#### [QUOTED TEXT]
++++++++

The CBA is grateful for the opportunity to contribute to Manitoba’s next budget through its 2024 Budget consultation.

The CBA works on behalf of more than 60 domestic and foreign banks operating in Canada and their employees. The CBA advocates for public policies that contribute to a sound and thriving banking system that ensures Canadians, including Manitobans, can succeed in their financial goals. We also promote financial literacy to help residents of Manitoba make informed financial decisions and work with banks and law enforcement to help protect customers against financial crime and promote fraud awareness.

A strong and healthy banking system is an essential cornerstone to help households manage their finances, help small businesses grow, and promote Manitoba’s economy in attracting capital investments. Our submission offers the banking industry’s views and recommendations in areas that are of interest to the Government of Manitoba’s efforts in strengthening local economies and communities across the province and creating prosperity for the future.

Banking industry and the Manitoba economy

Canada’s banking sector has a longstanding history of supporting the economy in Manitoba. In 2022, the banking industry contributed approximately $1.2 billion (or 1.9 per cent) to Manitoba’s GDP and paid over $185 million in provincial and municipal taxes. Furthermore, banks in Canada provided $22.6 billion in dividend income in 2021 and a further $26.0 billion in 2022 that went to seniors, families, pension plans, charities, and endowments across Canada, including in Manitoba.1

The banking industry invests heavily in new technology to meet the needs of Canadians. Over the last decade, Canadian banks invested approximately $115 billion in technology across Canada. With a network of over 170 branches and 570 bank-owned ABMs across Manitoba, Canada’s competitive banking system provides ready access, good value, and wide choice of banking services to consumers and businesses. Additionally, financial advisors and planners employed by banks help Manitobans plan for times of heightened economic uncertainties and financial pressures.

++++++++

Condense the paragraph of the banking submission that begins "Canada's banking sector has a longstanding history" into a short bulleted list that keeps its main figures. None of the records are required for this exercise.

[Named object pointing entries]
++++++++

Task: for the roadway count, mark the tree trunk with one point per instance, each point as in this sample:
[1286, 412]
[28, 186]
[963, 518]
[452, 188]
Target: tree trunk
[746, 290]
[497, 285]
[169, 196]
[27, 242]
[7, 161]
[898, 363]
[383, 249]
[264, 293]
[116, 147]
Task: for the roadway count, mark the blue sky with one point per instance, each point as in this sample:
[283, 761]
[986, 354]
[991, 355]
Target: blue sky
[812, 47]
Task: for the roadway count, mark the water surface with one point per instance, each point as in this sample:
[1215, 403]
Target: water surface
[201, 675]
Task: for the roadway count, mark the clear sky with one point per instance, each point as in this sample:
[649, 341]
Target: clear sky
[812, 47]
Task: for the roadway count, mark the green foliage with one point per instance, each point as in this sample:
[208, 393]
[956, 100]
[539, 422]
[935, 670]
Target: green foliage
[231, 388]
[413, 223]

++++++++

#### [ANSWER TO THE EXERCISE]
- Canada's banking sector has long supported Manitoba's economy.
- In 2022, the banking industry contributed about $1.2 billion (1.9 percent) to Manitoba's GDP.
- That year it also paid over $185 million in provincial and municipal taxes.
- Banks in Canada provided $22.6 billion in dividend income in 2021 and $26.0 billion in 2022.
- These dividends went to seniors, families, pension plans, charities, and endowments across Canada, including in Manitoba.